[Start of Extract]

Destructive interference
In the context of our double-slit experiment, destructive interference results in dark lines on the screen where the waves from the two slits perfectly cancel each other out. This occurs when the path difference between the two waves is a half-multiple of the wavelength, specifically \[ d\sin\theta = \left(m + \frac{1}{2}\right)\lambda \]where:
- \(d\) is the distance between the slits,
- \(\lambda\) is the wavelength of the light,
- \(\theta\) is the angle of the dark fringe from the horizontal,
- \(m\) is an integer (0, 1, 2, ...).
Double-slit experiment
The resulting light waves overlap and interfere with each other, producing distinct patterns on a screen behind the slits. We see a series of bright and dark lines. Bright lines occur from constructive interference, while dark lines, where no light appears, result from destructive interference.
This experiment is not only foundational in understanding wave properties of light but also delves into the principles of superposition, where the resulting wave pattern is a sum of individual wave patterns. As in our problem, by knowing slit spacing and wavelength, interference patterns teach us about wave interactions on a detailed level.
Wavelength calculation
In calculating where dark lines form in interference patterns (as in our example), we use the formula specific to destructive interference:\[ d\sin\theta = \left(m + \frac{1}{2}\right)\lambda \]Here, \(m\) is the order of the dark fringe, and knowing the position \(\theta\) helps us locate these dark spots precisely on the screen.
To find where these lines appear on the screen, converting angles to linear position using \( y = L\tan\theta \), where \(L\) is the distance from the slits to the screen, is crucial. All these calculations revolve around understanding wavelength, showing its central role in predicting wave interference patterns effectively.

[End of Extract]

Brief: Copy the double-slit passage from "To find where" up to and including "interference patterns effectively.", but replace "crucial" with "essential". The items are not needed for this work.

[Start of Extracted information]

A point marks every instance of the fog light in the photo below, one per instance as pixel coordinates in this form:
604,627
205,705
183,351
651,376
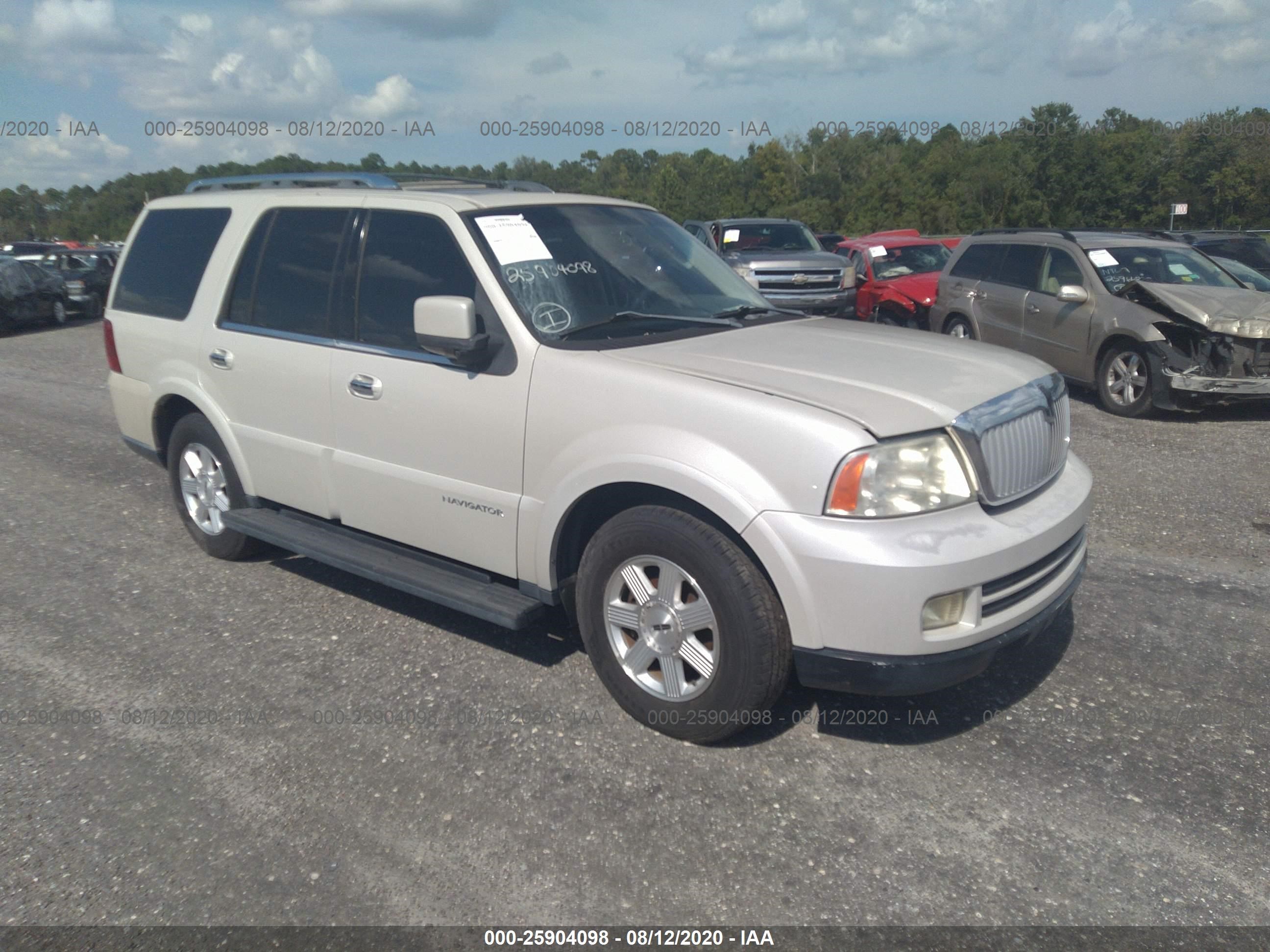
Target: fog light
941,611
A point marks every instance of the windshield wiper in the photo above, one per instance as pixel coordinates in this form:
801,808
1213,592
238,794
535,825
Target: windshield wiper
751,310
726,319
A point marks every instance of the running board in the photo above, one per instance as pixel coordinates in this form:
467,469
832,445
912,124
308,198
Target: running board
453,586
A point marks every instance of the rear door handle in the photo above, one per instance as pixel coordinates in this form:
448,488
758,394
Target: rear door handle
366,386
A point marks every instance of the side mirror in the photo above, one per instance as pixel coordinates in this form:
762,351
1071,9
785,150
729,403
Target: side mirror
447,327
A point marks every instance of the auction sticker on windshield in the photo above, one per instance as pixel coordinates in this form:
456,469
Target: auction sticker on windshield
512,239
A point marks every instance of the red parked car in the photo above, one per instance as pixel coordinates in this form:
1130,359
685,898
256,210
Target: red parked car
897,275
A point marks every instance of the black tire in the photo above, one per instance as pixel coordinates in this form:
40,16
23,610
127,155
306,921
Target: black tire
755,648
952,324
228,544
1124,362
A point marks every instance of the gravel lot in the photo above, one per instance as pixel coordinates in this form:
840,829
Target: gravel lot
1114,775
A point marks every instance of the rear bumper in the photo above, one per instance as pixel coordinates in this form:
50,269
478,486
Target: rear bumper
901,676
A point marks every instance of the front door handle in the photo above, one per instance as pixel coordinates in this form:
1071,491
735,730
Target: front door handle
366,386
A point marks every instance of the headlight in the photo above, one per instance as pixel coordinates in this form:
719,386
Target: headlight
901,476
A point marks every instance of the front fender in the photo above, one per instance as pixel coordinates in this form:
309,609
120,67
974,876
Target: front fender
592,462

[End of Extracted information]

Solution to this exercise:
To find where these lines appear on the screen, converting angles to linear position using \( y = L\tan\theta \), where \(L\) is the distance from the slits to the screen, is essential. All these calculations revolve around understanding wavelength, showing its central role in predicting wave interference patterns effectively.